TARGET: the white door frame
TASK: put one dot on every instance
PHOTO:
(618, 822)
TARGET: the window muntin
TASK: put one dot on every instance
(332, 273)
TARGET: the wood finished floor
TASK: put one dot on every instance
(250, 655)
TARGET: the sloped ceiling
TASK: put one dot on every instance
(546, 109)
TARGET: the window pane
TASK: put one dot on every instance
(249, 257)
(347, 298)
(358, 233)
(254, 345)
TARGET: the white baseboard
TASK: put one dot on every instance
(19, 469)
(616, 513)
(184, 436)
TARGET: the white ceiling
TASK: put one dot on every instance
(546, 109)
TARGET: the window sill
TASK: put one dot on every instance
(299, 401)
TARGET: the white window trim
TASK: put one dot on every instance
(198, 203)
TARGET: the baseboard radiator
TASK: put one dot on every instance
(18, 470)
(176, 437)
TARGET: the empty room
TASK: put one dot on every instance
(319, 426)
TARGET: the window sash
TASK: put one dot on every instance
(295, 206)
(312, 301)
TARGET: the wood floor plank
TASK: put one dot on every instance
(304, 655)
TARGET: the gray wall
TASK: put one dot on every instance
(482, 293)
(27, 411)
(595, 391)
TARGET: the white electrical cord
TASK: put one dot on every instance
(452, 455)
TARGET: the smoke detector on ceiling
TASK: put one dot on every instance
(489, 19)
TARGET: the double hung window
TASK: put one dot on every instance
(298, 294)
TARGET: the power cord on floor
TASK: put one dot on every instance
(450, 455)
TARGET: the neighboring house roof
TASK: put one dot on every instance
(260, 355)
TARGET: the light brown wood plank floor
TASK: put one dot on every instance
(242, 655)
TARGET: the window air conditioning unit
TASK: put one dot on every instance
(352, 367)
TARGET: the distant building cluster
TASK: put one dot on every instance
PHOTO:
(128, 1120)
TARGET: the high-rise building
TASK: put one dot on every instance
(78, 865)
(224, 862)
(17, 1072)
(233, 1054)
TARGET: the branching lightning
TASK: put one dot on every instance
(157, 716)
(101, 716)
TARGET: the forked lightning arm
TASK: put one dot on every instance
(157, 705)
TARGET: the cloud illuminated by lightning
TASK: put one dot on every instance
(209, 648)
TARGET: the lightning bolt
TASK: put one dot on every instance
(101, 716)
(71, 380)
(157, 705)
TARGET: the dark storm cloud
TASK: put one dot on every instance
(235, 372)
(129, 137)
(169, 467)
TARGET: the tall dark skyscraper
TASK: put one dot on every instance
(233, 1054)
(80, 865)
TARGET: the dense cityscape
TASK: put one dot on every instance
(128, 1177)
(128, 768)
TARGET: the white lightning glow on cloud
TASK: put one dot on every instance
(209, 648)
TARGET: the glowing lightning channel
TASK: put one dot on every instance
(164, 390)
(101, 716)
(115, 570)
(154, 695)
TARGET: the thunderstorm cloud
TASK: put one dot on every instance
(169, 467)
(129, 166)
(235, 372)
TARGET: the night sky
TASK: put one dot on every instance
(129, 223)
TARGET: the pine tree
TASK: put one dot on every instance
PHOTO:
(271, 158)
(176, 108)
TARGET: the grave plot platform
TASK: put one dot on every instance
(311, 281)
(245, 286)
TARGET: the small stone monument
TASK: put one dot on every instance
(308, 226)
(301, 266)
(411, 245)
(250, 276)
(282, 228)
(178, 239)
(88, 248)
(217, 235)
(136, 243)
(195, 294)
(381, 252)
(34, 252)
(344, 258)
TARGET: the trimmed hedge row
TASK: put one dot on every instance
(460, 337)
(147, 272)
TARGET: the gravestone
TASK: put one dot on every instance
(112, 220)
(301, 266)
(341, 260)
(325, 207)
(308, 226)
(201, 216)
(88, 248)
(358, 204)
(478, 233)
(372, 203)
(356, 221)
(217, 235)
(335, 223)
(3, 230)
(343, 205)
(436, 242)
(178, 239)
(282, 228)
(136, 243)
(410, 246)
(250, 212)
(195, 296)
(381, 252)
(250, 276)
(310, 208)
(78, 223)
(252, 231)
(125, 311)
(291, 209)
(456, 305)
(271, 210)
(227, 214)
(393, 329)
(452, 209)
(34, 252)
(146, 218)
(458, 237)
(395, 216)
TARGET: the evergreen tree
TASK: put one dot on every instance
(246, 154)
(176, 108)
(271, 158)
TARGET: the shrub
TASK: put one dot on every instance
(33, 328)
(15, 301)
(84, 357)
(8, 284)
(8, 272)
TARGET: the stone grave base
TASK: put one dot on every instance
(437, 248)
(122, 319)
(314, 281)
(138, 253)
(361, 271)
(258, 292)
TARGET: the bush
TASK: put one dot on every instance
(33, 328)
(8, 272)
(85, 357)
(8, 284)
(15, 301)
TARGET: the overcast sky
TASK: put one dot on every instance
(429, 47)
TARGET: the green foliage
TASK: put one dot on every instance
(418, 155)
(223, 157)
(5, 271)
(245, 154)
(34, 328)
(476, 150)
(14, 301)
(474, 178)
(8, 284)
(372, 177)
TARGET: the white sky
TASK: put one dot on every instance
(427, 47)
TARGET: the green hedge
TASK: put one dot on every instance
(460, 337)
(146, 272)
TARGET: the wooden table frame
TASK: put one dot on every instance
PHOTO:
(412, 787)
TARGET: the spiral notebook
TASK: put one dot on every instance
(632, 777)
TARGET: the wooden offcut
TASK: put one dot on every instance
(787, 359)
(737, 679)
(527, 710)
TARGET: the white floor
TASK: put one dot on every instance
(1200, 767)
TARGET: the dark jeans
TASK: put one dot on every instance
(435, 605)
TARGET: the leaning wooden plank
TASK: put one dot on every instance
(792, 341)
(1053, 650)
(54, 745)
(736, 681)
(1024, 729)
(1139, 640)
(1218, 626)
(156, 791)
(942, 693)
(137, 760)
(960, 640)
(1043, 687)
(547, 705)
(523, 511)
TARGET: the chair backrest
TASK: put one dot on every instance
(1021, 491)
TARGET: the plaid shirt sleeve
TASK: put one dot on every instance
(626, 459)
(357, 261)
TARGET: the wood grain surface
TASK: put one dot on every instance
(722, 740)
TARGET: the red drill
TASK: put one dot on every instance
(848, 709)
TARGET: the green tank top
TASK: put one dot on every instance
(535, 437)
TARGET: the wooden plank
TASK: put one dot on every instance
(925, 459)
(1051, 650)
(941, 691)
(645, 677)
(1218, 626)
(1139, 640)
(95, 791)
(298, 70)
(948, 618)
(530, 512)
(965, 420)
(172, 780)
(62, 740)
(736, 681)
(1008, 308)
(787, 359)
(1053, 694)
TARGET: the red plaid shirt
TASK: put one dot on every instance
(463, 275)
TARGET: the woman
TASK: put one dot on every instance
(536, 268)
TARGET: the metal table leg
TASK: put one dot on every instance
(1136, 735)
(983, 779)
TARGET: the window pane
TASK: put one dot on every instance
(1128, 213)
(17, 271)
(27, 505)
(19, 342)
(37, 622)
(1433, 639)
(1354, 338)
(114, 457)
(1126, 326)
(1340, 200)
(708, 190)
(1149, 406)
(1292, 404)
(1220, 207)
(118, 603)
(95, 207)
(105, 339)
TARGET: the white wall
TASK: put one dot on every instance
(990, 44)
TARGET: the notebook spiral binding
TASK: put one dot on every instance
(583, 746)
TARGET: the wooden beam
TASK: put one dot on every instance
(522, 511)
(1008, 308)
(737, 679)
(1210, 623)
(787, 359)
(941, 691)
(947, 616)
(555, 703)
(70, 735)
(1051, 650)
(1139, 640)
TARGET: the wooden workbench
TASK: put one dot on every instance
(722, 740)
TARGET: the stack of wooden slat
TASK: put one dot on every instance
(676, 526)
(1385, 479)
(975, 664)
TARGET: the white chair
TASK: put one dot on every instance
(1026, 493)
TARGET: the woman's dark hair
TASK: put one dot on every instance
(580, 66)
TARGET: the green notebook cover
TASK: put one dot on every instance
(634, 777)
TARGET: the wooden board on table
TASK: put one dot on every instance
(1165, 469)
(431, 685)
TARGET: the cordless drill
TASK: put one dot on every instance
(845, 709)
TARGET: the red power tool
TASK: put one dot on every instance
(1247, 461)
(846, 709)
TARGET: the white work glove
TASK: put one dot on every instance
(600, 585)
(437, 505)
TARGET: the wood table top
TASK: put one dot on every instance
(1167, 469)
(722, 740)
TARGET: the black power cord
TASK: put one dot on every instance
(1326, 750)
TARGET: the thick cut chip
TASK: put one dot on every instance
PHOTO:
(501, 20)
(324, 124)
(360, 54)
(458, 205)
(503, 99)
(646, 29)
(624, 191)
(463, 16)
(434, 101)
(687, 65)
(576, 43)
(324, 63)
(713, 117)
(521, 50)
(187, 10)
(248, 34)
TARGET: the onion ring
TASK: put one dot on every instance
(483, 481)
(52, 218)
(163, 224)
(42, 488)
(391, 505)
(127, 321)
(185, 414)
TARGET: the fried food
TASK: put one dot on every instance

##############################

Give back exactly the lines from the line containing "TARGET: the red power tool" to the end of the entries, and no other lines.

TARGET: the red power tool
TASK: put one dot on every instance
(1247, 461)
(846, 709)
TARGET: the white work glove
TASK: put one dot on every instance
(600, 585)
(437, 505)
TARGET: the wood table top
TASK: put one dot on every instance
(1167, 469)
(722, 740)
TARGET: the black power cord
TASK: put one dot on every instance
(1326, 750)
TARGET: the thick cut chip
TASK: put one dot on every instance
PHOTO:
(501, 20)
(324, 124)
(360, 54)
(458, 205)
(503, 99)
(646, 29)
(624, 191)
(463, 16)
(434, 101)
(687, 65)
(576, 43)
(324, 63)
(713, 117)
(521, 50)
(187, 10)
(248, 34)
TARGET: the onion ring
TASK: put one dot on every instance
(483, 481)
(52, 218)
(163, 224)
(42, 488)
(391, 505)
(127, 321)
(185, 414)
TARGET: the fried food
TASK: put one dot on every instance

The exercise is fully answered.